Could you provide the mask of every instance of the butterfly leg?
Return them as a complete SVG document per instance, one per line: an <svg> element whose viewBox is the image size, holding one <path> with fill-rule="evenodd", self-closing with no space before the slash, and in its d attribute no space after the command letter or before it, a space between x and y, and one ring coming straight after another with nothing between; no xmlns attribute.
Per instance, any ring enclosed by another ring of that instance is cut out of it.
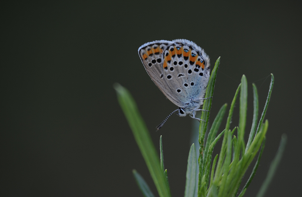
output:
<svg viewBox="0 0 302 197"><path fill-rule="evenodd" d="M199 111L199 110L198 110L198 111ZM206 111L207 111L207 110ZM196 120L198 120L200 122L201 120L202 120L202 121L204 121L205 122L206 122L206 121L205 121L204 120L203 120L202 119L200 119L199 118L196 118L196 117L195 117L195 113L194 113L194 111L193 111L193 113L192 113L191 114L190 114L190 117L191 117L192 118L194 119L196 119Z"/></svg>

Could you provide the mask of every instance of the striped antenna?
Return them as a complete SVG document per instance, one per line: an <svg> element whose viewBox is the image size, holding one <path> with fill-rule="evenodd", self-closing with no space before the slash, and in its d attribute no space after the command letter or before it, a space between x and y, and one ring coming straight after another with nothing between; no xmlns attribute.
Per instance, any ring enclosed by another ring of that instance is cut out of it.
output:
<svg viewBox="0 0 302 197"><path fill-rule="evenodd" d="M171 115L173 114L173 113L174 113L175 112L177 111L178 110L179 110L179 109L178 109L177 110L175 110L172 111L171 113L169 114L169 116L167 116L167 117L164 120L164 121L163 121L162 122L162 123L161 123L159 125L156 127L156 129L157 129L157 131L159 130L159 129L162 128L162 126L163 125L164 125L164 124L165 124L165 123L166 122L166 121L167 121L167 120L168 120L168 119L169 118L169 117L171 116Z"/></svg>

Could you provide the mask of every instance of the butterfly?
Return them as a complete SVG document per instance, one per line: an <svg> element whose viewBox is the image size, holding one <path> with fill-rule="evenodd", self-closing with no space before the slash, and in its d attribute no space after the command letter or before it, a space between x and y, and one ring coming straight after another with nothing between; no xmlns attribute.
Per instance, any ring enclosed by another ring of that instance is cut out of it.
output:
<svg viewBox="0 0 302 197"><path fill-rule="evenodd" d="M164 94L179 107L156 127L158 130L173 113L195 117L203 103L210 75L210 58L203 49L186 40L147 43L138 49L145 68ZM206 110L207 111L207 110Z"/></svg>

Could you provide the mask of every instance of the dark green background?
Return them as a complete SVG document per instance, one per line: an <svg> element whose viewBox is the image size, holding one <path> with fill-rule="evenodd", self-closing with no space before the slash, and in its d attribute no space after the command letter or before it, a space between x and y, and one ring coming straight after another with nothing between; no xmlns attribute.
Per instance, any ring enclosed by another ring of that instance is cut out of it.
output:
<svg viewBox="0 0 302 197"><path fill-rule="evenodd" d="M159 148L162 135L172 195L183 196L196 121L174 115L155 132L177 107L137 53L146 42L181 38L204 49L212 69L221 57L210 124L244 74L248 130L251 83L262 111L274 74L265 148L245 196L259 190L284 133L288 143L266 196L300 194L301 7L295 1L210 1L2 2L0 195L142 196L133 169L157 194L118 105L117 82L133 94Z"/></svg>

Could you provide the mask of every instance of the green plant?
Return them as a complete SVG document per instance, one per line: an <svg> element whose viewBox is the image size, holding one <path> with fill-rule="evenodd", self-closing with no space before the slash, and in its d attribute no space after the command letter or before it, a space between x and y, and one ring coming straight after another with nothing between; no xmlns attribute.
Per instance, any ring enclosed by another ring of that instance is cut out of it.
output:
<svg viewBox="0 0 302 197"><path fill-rule="evenodd" d="M217 60L210 78L205 97L213 96L216 74L220 61ZM189 152L186 175L185 196L194 196L198 190L198 196L236 196L238 195L242 177L257 153L259 155L249 179L238 196L243 195L255 175L264 148L265 135L268 127L268 121L263 123L264 118L274 84L274 76L271 79L268 95L264 109L258 125L259 105L257 88L253 84L254 110L252 124L248 141L246 145L244 136L245 126L247 101L247 82L243 75L241 83L237 88L231 103L225 128L218 135L220 126L226 110L227 105L223 105L214 119L210 129L205 145L205 136L207 130L210 113L203 111L199 128L199 153L198 164L196 161L195 145L192 145ZM125 114L142 154L146 161L150 173L160 196L171 196L168 179L167 170L163 164L163 156L162 137L160 139L160 159L151 139L149 133L139 114L136 105L130 93L124 88L117 84L115 88L120 104ZM231 120L237 96L240 92L239 126L232 130L230 129ZM203 109L209 110L212 104L211 99L204 100ZM237 135L234 135L236 132ZM212 161L212 154L214 147L219 139L223 135L220 153L216 155ZM282 138L280 148L274 162L272 173L268 177L271 177L275 170L284 150L286 138ZM199 169L198 188L196 186L196 168ZM154 195L143 179L136 170L133 171L140 188L145 196ZM270 179L262 188L259 196L262 196L269 184Z"/></svg>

- Given task: Arrange every line of the entries above as a Markdown table with the columns "No." and "Line", numbering each row and omitting blank lines. Leave the pictures out of the answer.

- Answer:
| No. | Line |
|---|---|
| 1 | Could you provide the mask of every instance of the butterfly leg? |
| 2 | Return them as a complete SVG document per instance, one per line: an <svg> element whose viewBox is the image size, holding one <path> with fill-rule="evenodd", self-closing with no space before the slash, and in its d attribute no space after the command letter or before it, a space between x and y, and one ring coming straight after another with nothing between; no xmlns attribute. |
| 3 | Per instance, any ring enclosed by another ring of that instance is cut out of it. |
| 4 | output: |
| 5 | <svg viewBox="0 0 302 197"><path fill-rule="evenodd" d="M199 111L199 110L198 110L198 111ZM206 111L207 111L207 110ZM196 120L198 120L200 122L201 120L202 120L202 121L204 121L205 122L206 122L206 121L205 121L204 120L203 120L202 119L200 119L199 118L196 118L196 117L195 117L195 113L194 113L194 111L193 111L193 113L192 113L191 114L190 114L190 117L191 117L192 118L194 119L196 119Z"/></svg> |
| 6 | Could you provide the mask of every instance of the striped antenna? |
| 7 | Return them as a complete SVG document per instance, one per line: an <svg> element whose viewBox is the image size, holding one <path> with fill-rule="evenodd", self-closing with no space before the slash, and in its d attribute no space after the command letter or before it, a space between x and y, and one ring coming straight after another with nothing between; no xmlns attribute. |
| 8 | Per instance, any ring enclosed by another ring of that instance is cut out of it. |
| 9 | output: |
| 10 | <svg viewBox="0 0 302 197"><path fill-rule="evenodd" d="M171 115L173 114L173 113L174 113L175 112L177 111L178 110L179 110L179 109L178 109L177 110L175 110L172 111L171 113L169 114L169 116L167 116L167 117L164 120L164 121L163 121L162 122L162 123L161 123L159 125L156 127L156 129L157 129L157 131L159 130L159 129L162 128L162 126L163 125L164 125L164 124L165 124L165 123L166 122L166 121L167 121L167 120L168 120L168 119L169 118L169 117L171 116Z"/></svg> |
| 11 | Could you provide the mask of every instance of the butterfly? |
| 12 | Return them as a complete SVG document per instance, one per line: an <svg> element whose viewBox is the image size, holding one <path> with fill-rule="evenodd", self-closing with no space before the slash, and in its d attribute no space after the command letter or before it, a space between x and y, and one ring coming straight after another with nothing between; no xmlns attribute. |
| 13 | Per instance, any ring enclosed by another ring of that instance is cut out of it. |
| 14 | output: |
| 15 | <svg viewBox="0 0 302 197"><path fill-rule="evenodd" d="M164 94L179 107L156 127L158 130L173 113L195 117L203 103L210 75L210 58L203 49L186 40L147 43L138 49L145 68ZM206 110L207 111L207 110Z"/></svg> |
| 16 | Could you provide the mask of every instance of the dark green background? |
| 17 | Return them as a complete SVG document per instance, one per line: an <svg> element whose viewBox is the image size, holding one <path> with fill-rule="evenodd", self-closing with no space before the slash, and in its d attribute no space after the command letter or before it, a space between x and y, and one ring coming straight after another with nothing between; no xmlns attribute. |
| 18 | Per instance, any ring enclosed by another ring of that instance is cut out of it. |
| 19 | output: |
| 20 | <svg viewBox="0 0 302 197"><path fill-rule="evenodd" d="M159 148L162 135L172 195L183 196L196 121L174 115L155 132L177 107L137 53L146 42L181 38L204 49L212 69L221 57L210 124L244 74L248 130L251 83L262 111L274 74L265 148L245 196L259 190L284 133L288 143L266 196L300 194L301 7L295 1L210 1L2 2L0 195L142 196L133 169L157 194L118 105L117 82L133 94Z"/></svg> |
| 21 | Could you provide the mask of every instance of the green plant? |
| 22 | Return them as a complete SVG document per instance, one per line: an <svg> element whose viewBox is the image size, holding one <path> with fill-rule="evenodd", self-closing with no space before the slash, and in its d attribute no space after the command letter or before it, a space between x and y, and one ring coming straight after another with nothing between; no xmlns attribute. |
| 23 | Per instance, any ring enclosed by another ring of that instance is cut out of it. |
| 24 | output: |
| 25 | <svg viewBox="0 0 302 197"><path fill-rule="evenodd" d="M217 60L210 78L205 97L213 96L216 74L220 61ZM189 152L186 175L185 196L194 196L198 190L198 196L236 196L238 195L242 177L257 153L259 155L249 179L238 196L243 195L255 175L264 148L265 135L268 127L268 121L263 123L264 118L274 84L274 76L271 79L268 95L264 109L258 125L259 105L257 88L253 84L254 110L252 124L248 141L246 145L244 136L245 126L247 101L247 82L243 75L241 83L237 88L231 103L225 128L218 135L220 126L226 110L227 105L223 105L214 119L210 129L205 145L205 136L207 130L210 113L203 111L199 128L199 153L198 164L196 161L195 145L192 145ZM125 114L142 154L146 161L150 173L160 196L171 196L168 179L167 170L163 164L163 156L162 137L160 139L160 159L151 139L149 133L139 114L136 105L130 93L124 88L117 84L115 88L120 104ZM231 120L237 96L240 92L239 126L232 130L230 129ZM203 109L209 110L212 104L211 99L204 100ZM237 135L234 135L236 132ZM212 161L212 154L214 147L219 139L223 135L220 153L216 155ZM282 138L280 148L274 162L272 173L268 177L271 177L275 170L284 150L286 138ZM199 169L198 188L196 186L196 168ZM154 195L143 179L136 170L133 171L140 188L145 196ZM270 179L262 188L259 196L262 196L269 184Z"/></svg> |